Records
++++++++
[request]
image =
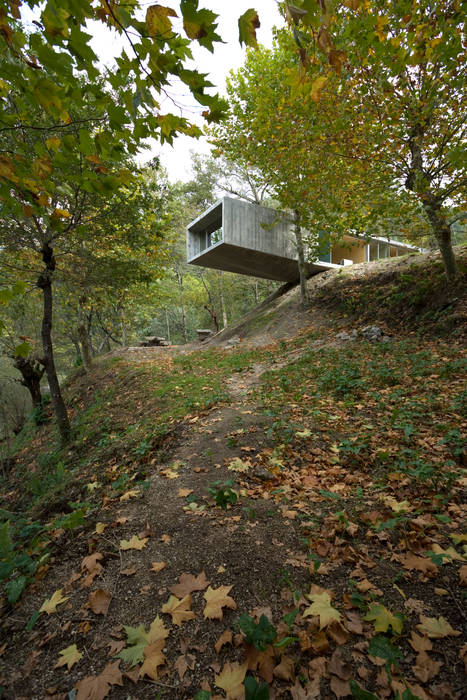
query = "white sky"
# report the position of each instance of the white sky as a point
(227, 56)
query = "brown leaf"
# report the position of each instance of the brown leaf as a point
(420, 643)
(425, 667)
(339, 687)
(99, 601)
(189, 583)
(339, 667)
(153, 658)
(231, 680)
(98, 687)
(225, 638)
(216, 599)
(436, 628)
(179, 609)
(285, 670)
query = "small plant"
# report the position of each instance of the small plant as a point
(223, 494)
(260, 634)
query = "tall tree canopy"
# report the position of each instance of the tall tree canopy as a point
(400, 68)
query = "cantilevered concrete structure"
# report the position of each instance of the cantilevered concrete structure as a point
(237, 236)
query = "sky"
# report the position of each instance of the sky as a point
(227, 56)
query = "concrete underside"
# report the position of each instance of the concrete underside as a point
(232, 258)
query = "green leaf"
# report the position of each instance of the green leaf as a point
++++++++
WHAT YOU ARE ASKED TO DO -
Leave the pictures out, and print every line of the listing exactly as written.

ANSWER FOR THIS EXERCISE -
[request]
image =
query = "white sky"
# report the position of each instance of the white sky as a point
(227, 56)
query = "brown leaf"
# report the position of each instance of the brown leaf as a point
(420, 643)
(425, 667)
(339, 687)
(99, 601)
(189, 583)
(339, 667)
(153, 658)
(231, 680)
(98, 687)
(225, 638)
(216, 599)
(436, 628)
(179, 609)
(285, 670)
query = "small plant"
# report the position of each instance of the small plant as a point
(223, 494)
(260, 634)
query = "tall tree canopy"
# report the position of each instance of the tall tree canopy as a point
(400, 68)
query = "cantilevered concrete structure"
# report the position of each instance of the cantilevered concrete structure as a point
(237, 236)
query = "sky"
# report the position of each instance of the sky as a point
(227, 56)
query = "concrete underside"
# report the position of each instance of the concrete underside as a point
(232, 258)
query = "green leaf"
# report the position of each instance of the green leaf as a point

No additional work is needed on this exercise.